Print the line containing "Exercise. Point out the dark rocky" and each line after it through the end, please, with nothing added.

>> begin

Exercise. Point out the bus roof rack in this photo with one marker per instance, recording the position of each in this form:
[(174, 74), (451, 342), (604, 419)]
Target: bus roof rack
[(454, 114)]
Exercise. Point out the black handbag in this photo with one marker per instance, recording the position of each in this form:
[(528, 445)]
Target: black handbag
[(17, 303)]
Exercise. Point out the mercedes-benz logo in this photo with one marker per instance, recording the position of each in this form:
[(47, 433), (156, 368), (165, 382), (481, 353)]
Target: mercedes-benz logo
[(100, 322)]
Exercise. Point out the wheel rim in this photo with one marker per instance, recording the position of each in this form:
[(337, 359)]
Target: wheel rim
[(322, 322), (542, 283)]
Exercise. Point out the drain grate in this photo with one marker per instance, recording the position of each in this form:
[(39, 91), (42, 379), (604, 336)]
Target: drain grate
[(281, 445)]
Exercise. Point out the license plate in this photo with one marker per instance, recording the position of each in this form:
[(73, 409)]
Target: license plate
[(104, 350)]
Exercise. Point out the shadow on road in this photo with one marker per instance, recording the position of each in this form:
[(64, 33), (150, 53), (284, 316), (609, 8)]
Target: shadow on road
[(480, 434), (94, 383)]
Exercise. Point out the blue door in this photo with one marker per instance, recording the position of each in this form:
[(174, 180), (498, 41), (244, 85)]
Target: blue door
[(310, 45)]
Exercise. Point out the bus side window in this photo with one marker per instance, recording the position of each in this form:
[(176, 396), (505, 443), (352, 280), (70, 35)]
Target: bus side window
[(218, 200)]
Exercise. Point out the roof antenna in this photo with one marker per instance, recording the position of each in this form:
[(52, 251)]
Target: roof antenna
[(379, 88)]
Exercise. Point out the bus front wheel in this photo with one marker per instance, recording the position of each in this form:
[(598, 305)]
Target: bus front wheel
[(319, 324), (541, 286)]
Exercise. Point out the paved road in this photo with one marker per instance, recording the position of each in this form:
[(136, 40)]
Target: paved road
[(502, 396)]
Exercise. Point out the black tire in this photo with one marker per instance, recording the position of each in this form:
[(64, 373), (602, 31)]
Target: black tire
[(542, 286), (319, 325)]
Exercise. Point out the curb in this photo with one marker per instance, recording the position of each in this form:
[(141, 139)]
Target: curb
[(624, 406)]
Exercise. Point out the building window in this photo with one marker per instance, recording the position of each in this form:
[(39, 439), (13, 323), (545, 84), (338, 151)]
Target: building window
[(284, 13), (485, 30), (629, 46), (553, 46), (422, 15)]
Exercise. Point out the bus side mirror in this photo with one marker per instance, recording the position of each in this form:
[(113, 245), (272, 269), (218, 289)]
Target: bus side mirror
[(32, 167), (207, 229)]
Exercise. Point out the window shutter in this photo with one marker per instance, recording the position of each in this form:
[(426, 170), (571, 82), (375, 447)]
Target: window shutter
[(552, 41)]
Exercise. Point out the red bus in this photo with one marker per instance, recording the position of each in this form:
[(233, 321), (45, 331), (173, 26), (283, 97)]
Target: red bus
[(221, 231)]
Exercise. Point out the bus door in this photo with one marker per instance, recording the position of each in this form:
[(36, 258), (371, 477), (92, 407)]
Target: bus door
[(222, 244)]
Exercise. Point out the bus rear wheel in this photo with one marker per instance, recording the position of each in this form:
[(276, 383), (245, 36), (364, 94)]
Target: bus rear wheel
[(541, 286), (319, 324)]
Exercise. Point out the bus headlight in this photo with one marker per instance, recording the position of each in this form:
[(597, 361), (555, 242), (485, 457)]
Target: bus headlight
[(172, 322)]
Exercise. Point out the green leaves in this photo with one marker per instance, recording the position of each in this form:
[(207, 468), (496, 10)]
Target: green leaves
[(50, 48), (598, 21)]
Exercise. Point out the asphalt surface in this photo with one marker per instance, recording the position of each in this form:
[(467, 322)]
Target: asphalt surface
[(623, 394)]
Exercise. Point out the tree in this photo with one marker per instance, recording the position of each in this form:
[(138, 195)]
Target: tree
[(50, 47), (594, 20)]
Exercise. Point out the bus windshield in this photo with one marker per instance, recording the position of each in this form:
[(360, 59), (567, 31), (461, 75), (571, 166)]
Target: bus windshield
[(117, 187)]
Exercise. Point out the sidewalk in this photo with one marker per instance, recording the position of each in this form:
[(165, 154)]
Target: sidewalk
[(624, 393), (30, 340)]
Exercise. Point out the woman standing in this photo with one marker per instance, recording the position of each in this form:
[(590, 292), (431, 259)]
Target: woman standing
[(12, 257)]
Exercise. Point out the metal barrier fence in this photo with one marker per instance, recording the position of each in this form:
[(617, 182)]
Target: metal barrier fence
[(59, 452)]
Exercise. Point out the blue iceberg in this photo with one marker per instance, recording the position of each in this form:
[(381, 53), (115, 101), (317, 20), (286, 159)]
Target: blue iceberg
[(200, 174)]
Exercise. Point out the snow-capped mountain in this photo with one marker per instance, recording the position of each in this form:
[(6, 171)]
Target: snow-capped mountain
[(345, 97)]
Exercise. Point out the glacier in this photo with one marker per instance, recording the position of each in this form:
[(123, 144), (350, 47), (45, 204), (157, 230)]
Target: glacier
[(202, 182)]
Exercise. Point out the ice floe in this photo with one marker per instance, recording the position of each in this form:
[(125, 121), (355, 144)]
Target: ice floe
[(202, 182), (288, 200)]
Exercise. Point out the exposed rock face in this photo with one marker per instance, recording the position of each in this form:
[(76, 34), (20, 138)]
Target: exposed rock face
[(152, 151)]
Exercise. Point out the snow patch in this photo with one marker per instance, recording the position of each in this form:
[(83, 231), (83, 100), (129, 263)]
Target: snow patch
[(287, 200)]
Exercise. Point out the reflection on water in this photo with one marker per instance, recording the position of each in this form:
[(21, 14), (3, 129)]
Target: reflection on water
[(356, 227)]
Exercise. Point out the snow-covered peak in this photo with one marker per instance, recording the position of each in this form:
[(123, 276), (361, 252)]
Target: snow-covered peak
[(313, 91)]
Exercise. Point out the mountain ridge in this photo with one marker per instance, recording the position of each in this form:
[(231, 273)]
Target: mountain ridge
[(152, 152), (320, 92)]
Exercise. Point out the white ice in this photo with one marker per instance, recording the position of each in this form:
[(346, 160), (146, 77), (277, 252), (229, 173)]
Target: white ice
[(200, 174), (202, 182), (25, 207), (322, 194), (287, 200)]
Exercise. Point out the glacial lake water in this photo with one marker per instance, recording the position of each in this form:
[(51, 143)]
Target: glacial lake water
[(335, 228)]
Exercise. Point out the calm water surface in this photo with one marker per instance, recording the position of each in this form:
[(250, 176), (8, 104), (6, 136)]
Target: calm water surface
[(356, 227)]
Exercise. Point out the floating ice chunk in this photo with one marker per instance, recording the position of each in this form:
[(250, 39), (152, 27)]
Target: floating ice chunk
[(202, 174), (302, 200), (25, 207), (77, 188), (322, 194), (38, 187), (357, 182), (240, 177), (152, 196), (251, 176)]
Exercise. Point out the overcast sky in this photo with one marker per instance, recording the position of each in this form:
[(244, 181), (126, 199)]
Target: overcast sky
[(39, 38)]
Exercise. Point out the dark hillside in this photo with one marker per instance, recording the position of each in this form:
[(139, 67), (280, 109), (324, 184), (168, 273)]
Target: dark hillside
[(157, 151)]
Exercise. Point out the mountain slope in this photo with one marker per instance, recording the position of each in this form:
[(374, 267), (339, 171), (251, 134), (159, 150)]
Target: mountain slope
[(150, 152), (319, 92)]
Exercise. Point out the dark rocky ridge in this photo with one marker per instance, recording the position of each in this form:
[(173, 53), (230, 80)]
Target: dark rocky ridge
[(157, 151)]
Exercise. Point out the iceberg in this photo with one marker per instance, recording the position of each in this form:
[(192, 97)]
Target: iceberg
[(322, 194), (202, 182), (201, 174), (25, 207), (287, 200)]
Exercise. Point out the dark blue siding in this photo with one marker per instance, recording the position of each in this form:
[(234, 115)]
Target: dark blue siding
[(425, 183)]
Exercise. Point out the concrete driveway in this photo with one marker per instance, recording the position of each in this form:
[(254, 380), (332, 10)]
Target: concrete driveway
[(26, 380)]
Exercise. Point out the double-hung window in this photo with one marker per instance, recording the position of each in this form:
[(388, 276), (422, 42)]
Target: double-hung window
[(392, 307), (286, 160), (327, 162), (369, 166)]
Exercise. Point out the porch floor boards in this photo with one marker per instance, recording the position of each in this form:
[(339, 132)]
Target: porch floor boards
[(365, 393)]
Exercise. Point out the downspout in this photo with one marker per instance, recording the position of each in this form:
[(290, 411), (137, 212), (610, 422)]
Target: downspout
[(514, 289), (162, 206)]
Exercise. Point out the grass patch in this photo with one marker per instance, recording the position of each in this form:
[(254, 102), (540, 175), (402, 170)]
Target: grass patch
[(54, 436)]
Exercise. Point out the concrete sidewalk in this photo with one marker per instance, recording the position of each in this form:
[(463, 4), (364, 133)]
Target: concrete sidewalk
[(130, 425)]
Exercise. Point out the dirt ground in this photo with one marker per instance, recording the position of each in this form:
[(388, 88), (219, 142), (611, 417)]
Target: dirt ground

>> end

▶ [Reply]
Exercise. Point out the dark rocky ridge in this photo with one marker per instance, recording the position of each in this form:
[(173, 53), (230, 80)]
Target: dark rocky ridge
[(157, 151)]
Exercise. Point out the iceberg in this photo with one marker per instance, recording the position of each in this form:
[(192, 97)]
Target: iceberg
[(322, 194), (202, 182), (201, 174), (25, 207), (287, 200)]
Exercise. Point out the dark blue siding in this photo with one marker per instance, recording the position of each in this form:
[(234, 115)]
Target: dark blue siding
[(425, 183)]
Exercise. Point out the concrete driveway in this photo with one marker per instance, recording the position of each in this form:
[(254, 380), (332, 10)]
Target: concrete driveway
[(26, 380)]
Exercise. Point out the double-hung window in this photo with one marker per instance, recording the position of each in this form:
[(388, 276), (422, 42)]
Target: double-hung window
[(392, 307), (286, 160), (327, 162), (369, 166)]
Exercise. Point out the porch floor boards in this photo with one marker per instance, recording the position of each in this form:
[(339, 132)]
Target: porch floor boards
[(365, 393)]
Exercise. Point out the downspout in this photo with one marker per instance, recording the position of each in this form:
[(290, 411), (137, 212), (610, 422)]
Target: downspout
[(514, 289), (162, 206)]
Exercise. Point out the grass patch in this photo with one marker per instance, recording the position of each in this form:
[(254, 102), (540, 175), (402, 170)]
Target: grass patch
[(54, 436)]
Exercise. Point out the concrete sidewalk in this photo with one marker per instance, recording the position of each in this form:
[(463, 4), (364, 133)]
Target: concrete sidewalk
[(130, 425)]
Exercise. Point out the dirt ground in this photo with one marker per instance, recording the position of each in this form:
[(388, 88), (219, 142), (611, 417)]
Target: dirt ground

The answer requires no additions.